NLP — Text PreProcessing — Practical : Named Entity Recognition(NER) — Part 5.2

In the previous article, “NER Part 1,” we delved into the theoretical understanding of NER. In today’s article, we will explore its practical application.

Several tools are available for Named Entity Recognition (NER) extraction, each with its strengths and use cases. Here are some popular tools for NER extraction:

Spacy:

• SpaCy is an open-source natural language processing library designed for efficiency and ease of use. It provides pre-trained models for NER across multiple languages.
• Link: SpaCy

NLTK (Natural Language Toolkit):

• NLTK is a powerful library for working with human language data. It provides tools for various tasks, including NER, and is widely used in academia and industry.
• Link: NLTK

Stanford NER:

• Stanford NER is a Java-based toolkit provided by the Stanford Natural Language Processing Group. It offers pre-trained models for NER in multiple languages.
• Link: Stanford NER

AllenNLP:

• AllenNLP is a library built on top of PyTorch for natural language processing. It provides pre-trained models for various NLP tasks, including NER.
• Link: AllenNLP

BERT-based Models (e.g., Hugging Face Transformers):

• BERT (Bidirectional Encoder Representations from Transformers) and its variations have been applied to NER tasks. Hugging Face Transformers provide easy-to-use interfaces for such models.
• Link: Hugging Face Transformers

OpenNLP:

• Apache OpenNLP is a machine learning-based toolkit for natural language processing. It includes tools for NER, part-of-speech tagging, and more.
• Link: OpenNLP

GATE (General Architecture for Text Engineering):

• GATE is an open-source software framework for natural language processing and text mining. It provides components for NER and other text processing tasks.

----------

Stated problem 1: In the article on NER tools, which library is described as built on top of PyTorch?
Stated problem 2: Write the next part of the article on NER tools, picking up after its last sentence.

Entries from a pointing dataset
----------

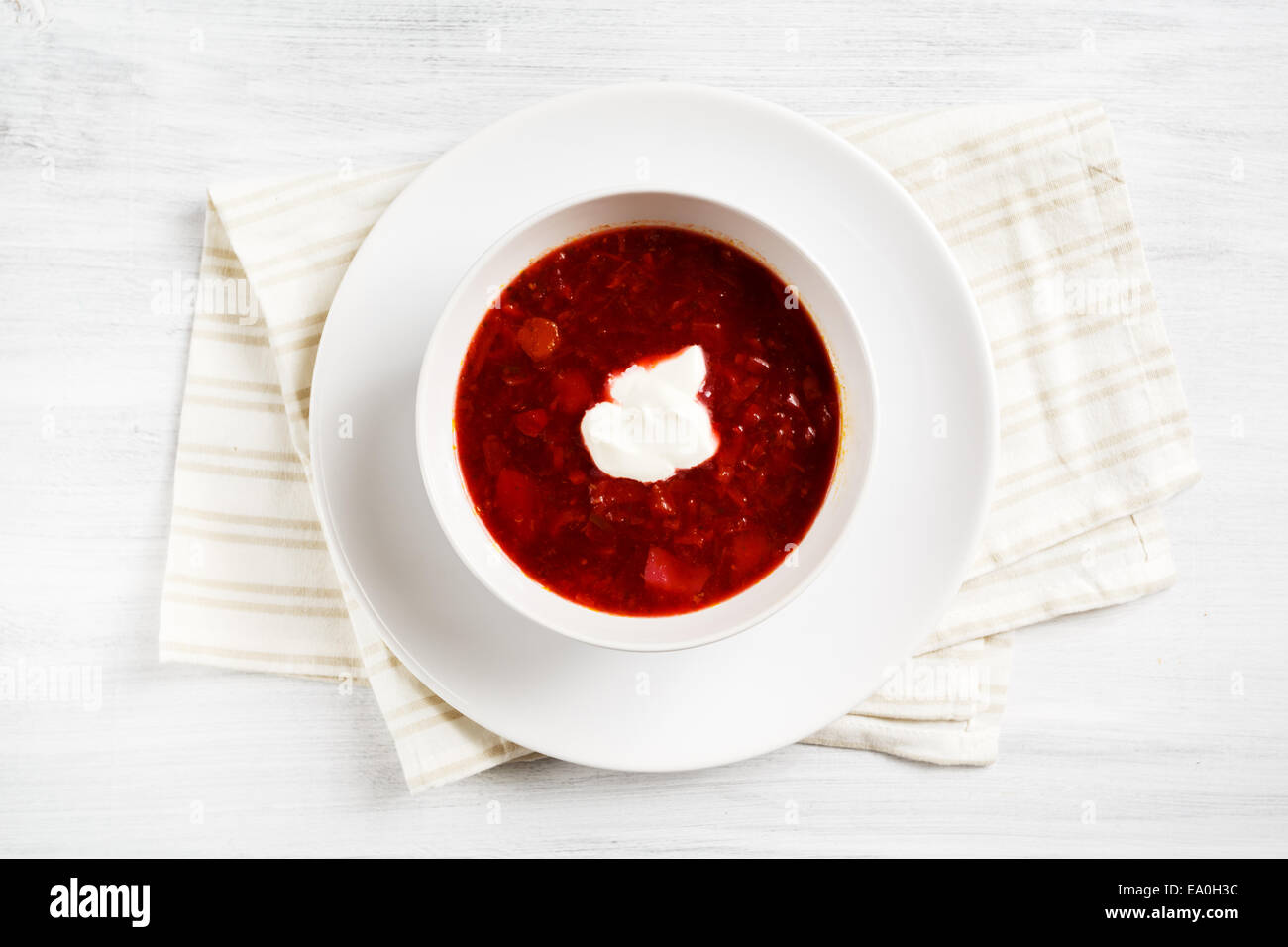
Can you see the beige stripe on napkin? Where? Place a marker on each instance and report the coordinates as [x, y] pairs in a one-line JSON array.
[[1095, 432]]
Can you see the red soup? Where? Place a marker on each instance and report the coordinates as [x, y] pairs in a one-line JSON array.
[[548, 352]]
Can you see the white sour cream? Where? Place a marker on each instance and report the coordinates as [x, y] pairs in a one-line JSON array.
[[653, 424]]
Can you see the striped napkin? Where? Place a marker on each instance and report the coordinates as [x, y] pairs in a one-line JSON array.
[[1095, 432]]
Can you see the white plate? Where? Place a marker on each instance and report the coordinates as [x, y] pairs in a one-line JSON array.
[[917, 525]]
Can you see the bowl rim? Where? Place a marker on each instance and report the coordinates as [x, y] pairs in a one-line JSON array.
[[425, 460]]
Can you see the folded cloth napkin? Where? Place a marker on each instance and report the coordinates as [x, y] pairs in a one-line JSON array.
[[1094, 425]]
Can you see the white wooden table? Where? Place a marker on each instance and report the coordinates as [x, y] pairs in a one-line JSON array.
[[1163, 719]]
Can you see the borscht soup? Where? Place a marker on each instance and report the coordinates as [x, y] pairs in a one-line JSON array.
[[647, 420]]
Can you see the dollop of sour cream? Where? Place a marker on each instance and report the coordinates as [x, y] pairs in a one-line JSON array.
[[653, 423]]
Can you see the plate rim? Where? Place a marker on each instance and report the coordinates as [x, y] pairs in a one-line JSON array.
[[949, 266]]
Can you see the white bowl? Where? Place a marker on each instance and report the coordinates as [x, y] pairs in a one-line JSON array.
[[436, 397]]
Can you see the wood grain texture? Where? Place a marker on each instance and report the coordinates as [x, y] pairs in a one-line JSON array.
[[1166, 718]]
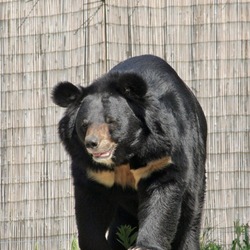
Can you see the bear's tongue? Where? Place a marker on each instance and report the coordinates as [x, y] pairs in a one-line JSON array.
[[101, 154]]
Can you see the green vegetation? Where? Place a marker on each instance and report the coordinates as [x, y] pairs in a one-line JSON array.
[[127, 237]]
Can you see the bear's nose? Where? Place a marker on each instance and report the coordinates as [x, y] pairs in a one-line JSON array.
[[91, 141]]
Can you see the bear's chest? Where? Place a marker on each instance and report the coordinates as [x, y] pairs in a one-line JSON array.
[[126, 177]]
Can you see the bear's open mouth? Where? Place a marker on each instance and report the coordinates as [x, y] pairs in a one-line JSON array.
[[107, 154]]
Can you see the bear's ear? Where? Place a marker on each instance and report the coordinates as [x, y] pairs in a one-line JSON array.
[[132, 85], [65, 93]]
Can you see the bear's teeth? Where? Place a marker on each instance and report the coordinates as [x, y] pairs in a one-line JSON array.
[[102, 155]]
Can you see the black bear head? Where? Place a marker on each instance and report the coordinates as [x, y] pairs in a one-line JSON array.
[[107, 116]]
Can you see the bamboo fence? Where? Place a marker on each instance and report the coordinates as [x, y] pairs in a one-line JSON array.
[[43, 42]]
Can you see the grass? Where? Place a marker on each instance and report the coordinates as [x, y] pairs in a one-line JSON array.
[[127, 235]]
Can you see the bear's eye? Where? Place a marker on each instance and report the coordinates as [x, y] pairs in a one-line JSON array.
[[109, 120], [84, 123]]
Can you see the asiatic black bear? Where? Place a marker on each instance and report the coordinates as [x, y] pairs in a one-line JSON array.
[[137, 141]]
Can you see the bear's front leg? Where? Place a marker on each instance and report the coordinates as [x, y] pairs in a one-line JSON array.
[[160, 199], [93, 215]]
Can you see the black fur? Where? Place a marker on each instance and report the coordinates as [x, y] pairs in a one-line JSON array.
[[151, 113]]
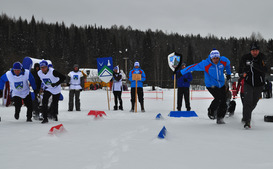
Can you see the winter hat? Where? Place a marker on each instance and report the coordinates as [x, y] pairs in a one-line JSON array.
[[17, 66], [214, 53], [43, 63], [136, 64], [116, 68], [76, 65], [36, 65], [254, 46]]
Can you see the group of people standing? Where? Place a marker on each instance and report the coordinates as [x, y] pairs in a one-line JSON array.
[[252, 71], [49, 81]]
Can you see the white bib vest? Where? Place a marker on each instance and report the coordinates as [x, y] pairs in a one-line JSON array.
[[75, 80], [48, 79], [19, 84], [117, 85]]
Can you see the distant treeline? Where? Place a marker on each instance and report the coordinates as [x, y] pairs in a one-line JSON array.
[[65, 46]]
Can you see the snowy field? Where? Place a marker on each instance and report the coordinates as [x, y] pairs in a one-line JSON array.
[[125, 140]]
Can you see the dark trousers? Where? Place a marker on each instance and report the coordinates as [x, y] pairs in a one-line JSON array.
[[117, 96], [251, 98], [18, 104], [139, 95], [183, 91], [54, 104], [75, 93], [219, 101]]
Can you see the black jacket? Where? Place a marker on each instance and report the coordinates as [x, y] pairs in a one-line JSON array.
[[255, 69]]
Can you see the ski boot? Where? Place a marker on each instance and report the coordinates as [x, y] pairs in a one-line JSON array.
[[247, 125], [115, 108], [211, 114]]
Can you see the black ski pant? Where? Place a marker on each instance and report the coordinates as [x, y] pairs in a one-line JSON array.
[[219, 101], [139, 95], [54, 104], [18, 104], [75, 93], [117, 97], [251, 98], [183, 91]]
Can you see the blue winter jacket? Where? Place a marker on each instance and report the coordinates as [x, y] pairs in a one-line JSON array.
[[139, 82], [180, 79], [4, 79], [214, 74]]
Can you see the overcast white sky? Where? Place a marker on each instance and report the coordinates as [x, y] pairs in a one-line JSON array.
[[224, 18]]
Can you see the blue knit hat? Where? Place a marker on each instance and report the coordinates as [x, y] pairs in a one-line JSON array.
[[17, 66], [136, 64], [214, 53], [43, 63]]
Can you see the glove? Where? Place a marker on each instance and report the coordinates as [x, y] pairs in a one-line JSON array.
[[228, 77], [54, 84]]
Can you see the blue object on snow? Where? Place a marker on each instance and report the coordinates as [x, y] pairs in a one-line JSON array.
[[27, 63], [162, 133], [183, 114], [32, 96], [158, 116]]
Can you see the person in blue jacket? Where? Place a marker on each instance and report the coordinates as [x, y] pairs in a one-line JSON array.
[[213, 68], [137, 70], [18, 79], [183, 84]]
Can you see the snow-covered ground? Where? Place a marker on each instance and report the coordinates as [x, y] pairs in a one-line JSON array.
[[125, 140]]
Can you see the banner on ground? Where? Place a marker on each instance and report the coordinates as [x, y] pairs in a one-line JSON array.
[[105, 68]]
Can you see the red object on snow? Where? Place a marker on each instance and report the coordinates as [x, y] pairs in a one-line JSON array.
[[59, 128], [96, 113]]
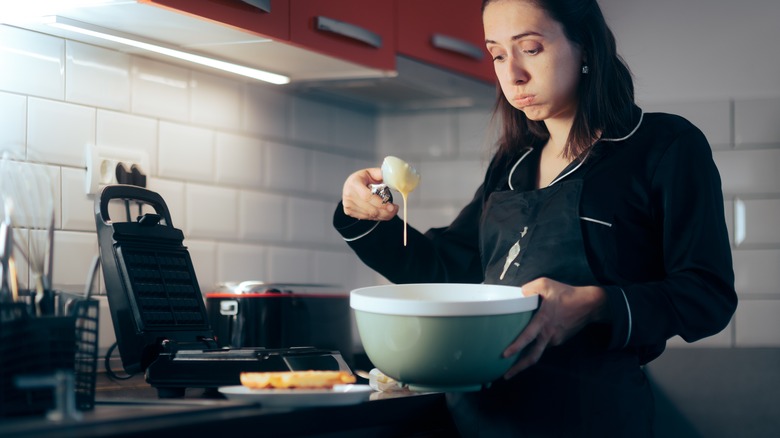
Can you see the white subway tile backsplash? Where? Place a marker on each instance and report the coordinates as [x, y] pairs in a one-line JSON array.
[[287, 168], [211, 212], [712, 118], [262, 216], [73, 254], [756, 272], [186, 153], [336, 268], [755, 222], [749, 171], [78, 211], [266, 112], [757, 323], [310, 221], [418, 135], [38, 63], [424, 218], [756, 122], [354, 131], [216, 101], [160, 90], [311, 121], [13, 123], [97, 76], [476, 136], [240, 262], [328, 174], [127, 131], [204, 261], [57, 132], [449, 181], [239, 160], [172, 193], [290, 265]]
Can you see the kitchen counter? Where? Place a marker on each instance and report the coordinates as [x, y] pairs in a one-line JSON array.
[[131, 408]]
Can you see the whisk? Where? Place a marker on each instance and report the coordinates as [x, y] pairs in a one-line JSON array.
[[27, 188]]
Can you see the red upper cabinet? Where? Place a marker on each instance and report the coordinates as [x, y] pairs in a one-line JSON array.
[[270, 18], [360, 31], [444, 33]]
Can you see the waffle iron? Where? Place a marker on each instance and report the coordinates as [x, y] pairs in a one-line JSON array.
[[159, 316]]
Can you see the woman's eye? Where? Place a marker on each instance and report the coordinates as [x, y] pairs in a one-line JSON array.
[[530, 48]]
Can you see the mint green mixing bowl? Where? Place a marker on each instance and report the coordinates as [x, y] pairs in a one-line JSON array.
[[440, 336]]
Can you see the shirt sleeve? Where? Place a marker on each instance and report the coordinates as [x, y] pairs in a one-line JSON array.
[[696, 298]]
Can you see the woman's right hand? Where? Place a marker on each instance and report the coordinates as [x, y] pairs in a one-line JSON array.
[[358, 200]]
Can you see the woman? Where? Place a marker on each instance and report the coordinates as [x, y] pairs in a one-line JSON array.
[[618, 216]]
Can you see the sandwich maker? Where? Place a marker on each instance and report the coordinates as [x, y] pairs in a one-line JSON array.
[[158, 312]]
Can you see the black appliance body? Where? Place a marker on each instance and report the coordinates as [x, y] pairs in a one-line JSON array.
[[281, 315], [157, 309]]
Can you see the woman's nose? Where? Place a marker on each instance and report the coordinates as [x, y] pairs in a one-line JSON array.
[[518, 73]]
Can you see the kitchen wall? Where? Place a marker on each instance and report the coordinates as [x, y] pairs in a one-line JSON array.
[[251, 173]]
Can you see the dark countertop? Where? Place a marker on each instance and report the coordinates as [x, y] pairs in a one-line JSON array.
[[131, 407]]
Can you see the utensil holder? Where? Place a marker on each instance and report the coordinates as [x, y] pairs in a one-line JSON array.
[[40, 346]]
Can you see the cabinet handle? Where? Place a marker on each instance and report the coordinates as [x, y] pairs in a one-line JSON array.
[[349, 30], [456, 45], [263, 5]]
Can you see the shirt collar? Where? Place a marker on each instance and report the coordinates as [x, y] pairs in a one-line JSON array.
[[637, 113]]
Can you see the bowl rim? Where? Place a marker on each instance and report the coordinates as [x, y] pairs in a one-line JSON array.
[[389, 300]]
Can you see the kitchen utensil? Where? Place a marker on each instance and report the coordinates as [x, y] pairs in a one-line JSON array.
[[441, 337], [28, 195], [9, 289], [401, 176]]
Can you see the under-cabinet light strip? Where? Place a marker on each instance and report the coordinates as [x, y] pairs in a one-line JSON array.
[[133, 41]]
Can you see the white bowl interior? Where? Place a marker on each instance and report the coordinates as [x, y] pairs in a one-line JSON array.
[[442, 299]]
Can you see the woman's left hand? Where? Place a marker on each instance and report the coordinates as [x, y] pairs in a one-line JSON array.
[[563, 311]]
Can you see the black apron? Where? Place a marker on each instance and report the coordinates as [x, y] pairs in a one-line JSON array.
[[577, 388]]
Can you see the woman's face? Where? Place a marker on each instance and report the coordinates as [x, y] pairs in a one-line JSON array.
[[537, 67]]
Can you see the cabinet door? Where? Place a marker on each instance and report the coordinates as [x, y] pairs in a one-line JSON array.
[[360, 31], [269, 18], [446, 33]]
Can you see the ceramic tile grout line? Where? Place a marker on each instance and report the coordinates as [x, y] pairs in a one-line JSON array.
[[402, 177]]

----------

Written reply 1: AllenNLP

Written reply 2:
• Link: GATE

MITIE (MIT Information Extraction):

• MITIE is a library for information extraction developed by the MIT Computer Science and Artificial Intelligence Laboratory. It includes tools for NER.
• Link: MITIE

These tools vary in terms of ease of use, language support, and the types of pre-trained models they offer. The choice of a specific tool depends on the requirements of your project and the resources available.

NER using Spacy

SpaCy provides several pre-trained models for various languages and use cases. Selecting the right model depends on your specific NLP task and the language you’re working with. Here’s a beginner-friendly guide to SpaCy’s pre-trained models:

1. English Models:

en_core_web_sm (Small):

• Use Case: Quick and lightweight processing.
• When to Choose: Ideal for experimentation, testing, and when resource constraints are a concern. Suitable for basic NLP tasks.
• Usage:

import spacy 
nlp = spacy.load("en_core_web_sm")

en_core_web_md (Medium):

• Use Case: Balanced performance for various NLP tasks.
• When to Choose: Good choice for a wide range of applications, including named entity recognition, part-of-speech tagging, and dependency parsing.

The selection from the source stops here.